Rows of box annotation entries
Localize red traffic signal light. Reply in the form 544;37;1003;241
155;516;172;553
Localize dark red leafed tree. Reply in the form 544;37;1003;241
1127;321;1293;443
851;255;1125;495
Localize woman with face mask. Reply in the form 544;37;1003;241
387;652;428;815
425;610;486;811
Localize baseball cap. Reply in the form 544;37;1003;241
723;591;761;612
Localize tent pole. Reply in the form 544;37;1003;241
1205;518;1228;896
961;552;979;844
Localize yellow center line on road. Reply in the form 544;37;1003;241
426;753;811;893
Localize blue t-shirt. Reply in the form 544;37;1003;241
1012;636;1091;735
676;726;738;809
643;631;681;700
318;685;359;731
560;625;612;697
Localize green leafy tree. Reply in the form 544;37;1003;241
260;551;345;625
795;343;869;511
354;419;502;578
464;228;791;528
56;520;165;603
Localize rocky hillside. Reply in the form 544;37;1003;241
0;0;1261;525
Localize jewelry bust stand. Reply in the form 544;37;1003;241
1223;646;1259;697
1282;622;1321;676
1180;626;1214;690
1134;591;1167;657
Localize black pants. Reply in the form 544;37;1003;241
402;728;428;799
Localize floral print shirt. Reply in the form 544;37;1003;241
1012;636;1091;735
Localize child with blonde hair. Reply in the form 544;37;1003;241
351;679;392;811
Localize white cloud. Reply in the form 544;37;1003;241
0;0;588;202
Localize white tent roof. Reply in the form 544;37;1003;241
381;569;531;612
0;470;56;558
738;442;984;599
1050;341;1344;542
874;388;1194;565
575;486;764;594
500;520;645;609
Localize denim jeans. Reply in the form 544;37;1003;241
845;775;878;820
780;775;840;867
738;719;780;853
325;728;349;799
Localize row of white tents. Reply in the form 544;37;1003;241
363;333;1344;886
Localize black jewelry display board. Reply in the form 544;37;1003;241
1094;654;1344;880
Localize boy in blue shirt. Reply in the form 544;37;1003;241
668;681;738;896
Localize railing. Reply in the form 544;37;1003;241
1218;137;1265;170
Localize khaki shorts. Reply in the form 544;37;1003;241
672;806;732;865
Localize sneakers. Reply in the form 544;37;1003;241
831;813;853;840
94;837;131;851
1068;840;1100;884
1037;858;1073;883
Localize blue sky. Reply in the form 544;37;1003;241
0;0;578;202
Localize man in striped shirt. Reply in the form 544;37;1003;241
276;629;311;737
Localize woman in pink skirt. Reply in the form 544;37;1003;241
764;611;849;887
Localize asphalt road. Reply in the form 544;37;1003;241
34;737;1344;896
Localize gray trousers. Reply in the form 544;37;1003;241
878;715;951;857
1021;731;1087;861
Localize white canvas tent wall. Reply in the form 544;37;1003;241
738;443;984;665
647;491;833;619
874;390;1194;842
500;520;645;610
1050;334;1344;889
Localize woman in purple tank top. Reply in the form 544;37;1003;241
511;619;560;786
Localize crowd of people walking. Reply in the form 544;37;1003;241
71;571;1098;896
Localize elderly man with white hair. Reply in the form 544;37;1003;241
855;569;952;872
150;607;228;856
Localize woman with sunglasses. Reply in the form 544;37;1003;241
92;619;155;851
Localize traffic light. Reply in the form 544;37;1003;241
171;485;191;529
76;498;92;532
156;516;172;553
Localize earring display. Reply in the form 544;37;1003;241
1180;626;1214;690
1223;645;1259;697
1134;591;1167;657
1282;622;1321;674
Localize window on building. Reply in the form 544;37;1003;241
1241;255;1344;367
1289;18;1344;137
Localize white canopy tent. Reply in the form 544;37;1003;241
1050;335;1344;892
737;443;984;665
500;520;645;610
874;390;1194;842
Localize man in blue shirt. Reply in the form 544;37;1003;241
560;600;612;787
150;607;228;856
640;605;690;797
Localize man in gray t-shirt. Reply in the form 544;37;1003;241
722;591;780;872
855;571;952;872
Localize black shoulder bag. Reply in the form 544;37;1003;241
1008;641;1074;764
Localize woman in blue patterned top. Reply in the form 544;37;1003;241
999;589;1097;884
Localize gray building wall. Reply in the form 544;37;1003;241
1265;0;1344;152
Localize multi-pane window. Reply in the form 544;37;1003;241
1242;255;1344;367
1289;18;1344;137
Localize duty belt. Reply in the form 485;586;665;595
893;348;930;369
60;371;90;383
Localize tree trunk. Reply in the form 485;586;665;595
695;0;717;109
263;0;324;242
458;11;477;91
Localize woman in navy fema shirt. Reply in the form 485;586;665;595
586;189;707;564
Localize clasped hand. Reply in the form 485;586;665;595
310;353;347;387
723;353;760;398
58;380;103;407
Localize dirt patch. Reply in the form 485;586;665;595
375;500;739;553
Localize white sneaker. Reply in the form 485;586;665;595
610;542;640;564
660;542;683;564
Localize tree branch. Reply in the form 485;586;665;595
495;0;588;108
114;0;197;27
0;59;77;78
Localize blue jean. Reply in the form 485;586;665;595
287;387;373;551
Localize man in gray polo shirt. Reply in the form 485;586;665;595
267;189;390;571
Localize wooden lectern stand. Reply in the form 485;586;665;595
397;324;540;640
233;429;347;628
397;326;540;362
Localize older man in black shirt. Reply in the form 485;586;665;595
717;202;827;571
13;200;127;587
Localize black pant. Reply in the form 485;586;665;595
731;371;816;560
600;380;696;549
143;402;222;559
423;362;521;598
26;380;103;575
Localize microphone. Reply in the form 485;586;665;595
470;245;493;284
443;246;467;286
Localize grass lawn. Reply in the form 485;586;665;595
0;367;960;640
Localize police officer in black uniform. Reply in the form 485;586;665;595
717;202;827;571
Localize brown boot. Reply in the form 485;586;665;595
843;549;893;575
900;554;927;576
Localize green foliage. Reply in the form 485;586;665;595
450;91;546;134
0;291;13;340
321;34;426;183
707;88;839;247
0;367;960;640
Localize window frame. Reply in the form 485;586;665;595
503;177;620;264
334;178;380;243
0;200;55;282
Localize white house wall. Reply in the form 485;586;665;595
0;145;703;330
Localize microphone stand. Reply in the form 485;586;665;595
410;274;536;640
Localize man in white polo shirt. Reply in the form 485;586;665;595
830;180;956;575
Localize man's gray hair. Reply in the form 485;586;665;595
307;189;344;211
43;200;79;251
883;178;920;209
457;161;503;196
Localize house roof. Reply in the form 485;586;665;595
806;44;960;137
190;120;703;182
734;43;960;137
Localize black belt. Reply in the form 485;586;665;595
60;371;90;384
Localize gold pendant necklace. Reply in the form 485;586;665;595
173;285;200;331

• _SET TASK_: Can you reproduce verbatim every line of the entries from the line containing "Localize microphone. Reply" through the final line of the entries, including both of those lines?

• _CORRECT RESULT_:
Localize microphone. Reply in the form 485;586;665;595
470;245;493;284
443;246;467;286
Localize grass lawn. Reply in the form 485;586;665;595
0;367;960;640
Localize police officer in black uniform. Reply in the form 485;586;665;595
717;202;827;571
Localize brown boot. Reply in the form 485;586;665;595
843;549;893;575
900;554;927;576
Localize green foliage. Reply in the form 485;586;665;595
450;91;546;134
0;291;13;340
321;34;426;183
707;88;839;247
0;367;960;640
Localize window frame. Reply in the form 485;586;665;595
503;177;620;264
334;178;380;243
0;200;55;282
Localize white house wall. Reply in the form 485;586;665;595
0;145;703;330
Localize microphone stand. Reply in the form 485;586;665;595
410;274;536;640
Localize man in white polo shirt. Reply in the form 485;586;665;595
830;180;956;575
Localize man's gray hair. Reply in the form 485;586;665;595
307;189;344;211
43;200;79;251
883;178;920;209
457;161;503;196
Localize house roof. Reply in the form 485;586;665;595
806;44;960;137
190;120;703;182
734;43;960;137
Localize black belt. Reply in the form 485;586;665;595
60;371;90;384
Localize gold pendant necklace. Reply in the form 485;586;665;595
173;285;200;331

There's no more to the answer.